▶ **Data listing**:
+++++

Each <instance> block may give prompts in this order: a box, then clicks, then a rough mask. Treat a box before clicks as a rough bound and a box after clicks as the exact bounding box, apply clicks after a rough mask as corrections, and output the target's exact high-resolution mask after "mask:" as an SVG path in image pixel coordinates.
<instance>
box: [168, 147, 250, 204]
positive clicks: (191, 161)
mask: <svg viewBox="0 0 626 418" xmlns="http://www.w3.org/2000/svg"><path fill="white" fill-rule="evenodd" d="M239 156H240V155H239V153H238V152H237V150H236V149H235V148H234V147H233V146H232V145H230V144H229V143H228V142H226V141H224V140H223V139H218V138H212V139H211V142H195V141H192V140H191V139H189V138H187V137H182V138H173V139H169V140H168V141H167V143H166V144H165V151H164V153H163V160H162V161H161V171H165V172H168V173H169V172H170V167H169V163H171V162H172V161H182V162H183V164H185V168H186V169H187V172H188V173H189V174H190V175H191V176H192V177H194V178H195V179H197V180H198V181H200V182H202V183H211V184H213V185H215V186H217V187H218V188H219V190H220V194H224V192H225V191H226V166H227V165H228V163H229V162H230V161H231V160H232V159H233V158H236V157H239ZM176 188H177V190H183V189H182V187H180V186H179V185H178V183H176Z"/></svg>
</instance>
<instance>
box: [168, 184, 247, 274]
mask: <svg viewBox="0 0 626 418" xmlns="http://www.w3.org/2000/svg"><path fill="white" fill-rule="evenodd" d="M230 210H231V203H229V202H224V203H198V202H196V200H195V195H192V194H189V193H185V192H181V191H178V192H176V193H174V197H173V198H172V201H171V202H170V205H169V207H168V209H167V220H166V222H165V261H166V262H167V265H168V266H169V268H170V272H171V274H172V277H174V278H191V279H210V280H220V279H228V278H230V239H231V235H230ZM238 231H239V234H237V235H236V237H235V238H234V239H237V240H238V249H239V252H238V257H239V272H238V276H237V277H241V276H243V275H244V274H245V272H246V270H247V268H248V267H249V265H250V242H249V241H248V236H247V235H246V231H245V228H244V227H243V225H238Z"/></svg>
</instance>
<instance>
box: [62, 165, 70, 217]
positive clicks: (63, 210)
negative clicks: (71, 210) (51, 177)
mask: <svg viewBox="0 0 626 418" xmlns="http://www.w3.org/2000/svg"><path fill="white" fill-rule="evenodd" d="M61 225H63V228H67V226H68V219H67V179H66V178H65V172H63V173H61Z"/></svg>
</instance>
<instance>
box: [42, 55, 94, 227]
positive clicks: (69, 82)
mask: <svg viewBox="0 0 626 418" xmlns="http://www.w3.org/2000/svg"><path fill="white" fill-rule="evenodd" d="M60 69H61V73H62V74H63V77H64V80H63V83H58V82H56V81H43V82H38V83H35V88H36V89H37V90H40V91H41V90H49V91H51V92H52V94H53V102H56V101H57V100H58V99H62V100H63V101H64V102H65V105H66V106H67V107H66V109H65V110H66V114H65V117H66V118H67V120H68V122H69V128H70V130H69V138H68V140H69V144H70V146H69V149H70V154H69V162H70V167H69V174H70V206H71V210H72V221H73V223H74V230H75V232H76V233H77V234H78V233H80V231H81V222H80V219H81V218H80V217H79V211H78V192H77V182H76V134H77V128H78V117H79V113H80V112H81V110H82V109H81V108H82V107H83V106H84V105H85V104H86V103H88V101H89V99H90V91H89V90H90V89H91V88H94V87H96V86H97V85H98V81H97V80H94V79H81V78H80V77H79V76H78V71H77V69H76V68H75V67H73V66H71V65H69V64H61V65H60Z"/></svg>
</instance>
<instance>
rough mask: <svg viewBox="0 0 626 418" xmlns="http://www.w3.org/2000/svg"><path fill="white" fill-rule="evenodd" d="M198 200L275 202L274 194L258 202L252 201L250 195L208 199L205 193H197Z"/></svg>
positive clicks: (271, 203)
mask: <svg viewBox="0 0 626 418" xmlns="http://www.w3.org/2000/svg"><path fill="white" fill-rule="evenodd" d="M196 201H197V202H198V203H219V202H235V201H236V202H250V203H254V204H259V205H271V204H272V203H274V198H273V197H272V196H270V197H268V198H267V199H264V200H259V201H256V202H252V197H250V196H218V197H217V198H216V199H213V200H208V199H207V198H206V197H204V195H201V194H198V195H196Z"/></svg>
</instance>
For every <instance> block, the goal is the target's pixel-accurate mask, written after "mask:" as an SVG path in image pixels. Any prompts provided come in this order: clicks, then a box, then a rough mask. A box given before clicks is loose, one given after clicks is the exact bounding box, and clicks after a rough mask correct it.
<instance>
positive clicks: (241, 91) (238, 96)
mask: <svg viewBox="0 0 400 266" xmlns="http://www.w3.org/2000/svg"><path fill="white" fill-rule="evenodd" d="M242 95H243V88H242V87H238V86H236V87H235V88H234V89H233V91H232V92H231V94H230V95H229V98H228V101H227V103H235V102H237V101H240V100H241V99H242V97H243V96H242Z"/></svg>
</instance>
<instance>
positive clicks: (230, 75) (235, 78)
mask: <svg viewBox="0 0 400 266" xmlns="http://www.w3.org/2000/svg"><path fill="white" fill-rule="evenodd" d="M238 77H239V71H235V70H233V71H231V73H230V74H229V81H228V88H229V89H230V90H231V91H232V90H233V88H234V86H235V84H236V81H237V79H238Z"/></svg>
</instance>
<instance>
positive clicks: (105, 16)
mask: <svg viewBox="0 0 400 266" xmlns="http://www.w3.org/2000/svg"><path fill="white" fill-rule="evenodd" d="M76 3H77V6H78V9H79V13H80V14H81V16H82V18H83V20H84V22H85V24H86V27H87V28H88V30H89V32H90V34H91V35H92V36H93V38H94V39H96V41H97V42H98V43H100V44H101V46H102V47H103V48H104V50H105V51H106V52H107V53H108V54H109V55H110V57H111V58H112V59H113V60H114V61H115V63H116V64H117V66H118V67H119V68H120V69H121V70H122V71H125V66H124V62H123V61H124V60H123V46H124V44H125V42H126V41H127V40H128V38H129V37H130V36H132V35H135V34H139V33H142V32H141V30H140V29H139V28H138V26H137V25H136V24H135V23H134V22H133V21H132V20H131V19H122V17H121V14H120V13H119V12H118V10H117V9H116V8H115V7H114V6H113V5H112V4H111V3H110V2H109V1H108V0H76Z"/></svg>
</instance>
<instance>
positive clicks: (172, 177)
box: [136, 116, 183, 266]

+++++

▶ **Work item**: Using the records above, repeat exactly the lines from the first one through the line with "positive clicks: (63, 210)".

▶ **Output of the task**:
Each <instance> block may give prompts in this order: a box, then clicks, then a rough mask. Treat a box before clicks as a rough bound and a box after clicks as the exact bounding box, apply clicks after a rough mask as corrections, and output the target's exact high-resolution mask after "mask:" as an SVG path in image pixel coordinates.
<instance>
box: [168, 147, 250, 204]
positive clicks: (191, 161)
mask: <svg viewBox="0 0 626 418" xmlns="http://www.w3.org/2000/svg"><path fill="white" fill-rule="evenodd" d="M239 156H240V155H239V153H238V152H237V150H236V149H235V148H234V147H233V146H232V145H230V144H229V143H228V142H226V141H224V140H223V139H218V138H212V139H211V142H195V141H192V140H191V139H189V138H187V137H182V138H173V139H169V140H168V141H167V143H166V144H165V151H164V153H163V160H162V161H161V171H165V172H168V173H169V172H170V167H169V163H171V162H172V161H182V162H183V164H185V168H186V169H187V172H188V173H189V174H190V175H191V176H192V177H194V178H195V179H197V180H198V181H200V182H202V183H211V184H213V185H215V186H217V187H218V188H219V190H220V194H224V192H225V191H226V166H227V165H228V163H229V162H230V161H231V160H232V159H233V158H236V157H239ZM176 188H177V190H183V189H182V187H180V186H179V185H178V183H176Z"/></svg>
</instance>
<instance>
box: [168, 184, 247, 274]
mask: <svg viewBox="0 0 626 418" xmlns="http://www.w3.org/2000/svg"><path fill="white" fill-rule="evenodd" d="M230 210H231V203H229V202H224V203H198V202H196V200H195V195H192V194H189V193H185V192H181V191H178V192H176V193H174V197H173V198H172V201H171V202H170V205H169V207H168V209H167V220H166V222H165V261H166V262H167V265H168V266H169V268H170V272H171V274H172V277H174V278H191V279H210V280H220V279H228V278H230V239H231V235H230ZM238 231H239V234H237V235H236V237H235V238H234V239H237V240H238V249H239V252H238V257H239V272H238V276H237V277H241V276H243V275H244V274H245V272H246V270H247V268H248V267H249V265H250V242H249V241H248V236H247V235H246V231H245V228H244V227H243V225H238Z"/></svg>
</instance>
<instance>
box: [62, 165, 70, 217]
positive clicks: (63, 210)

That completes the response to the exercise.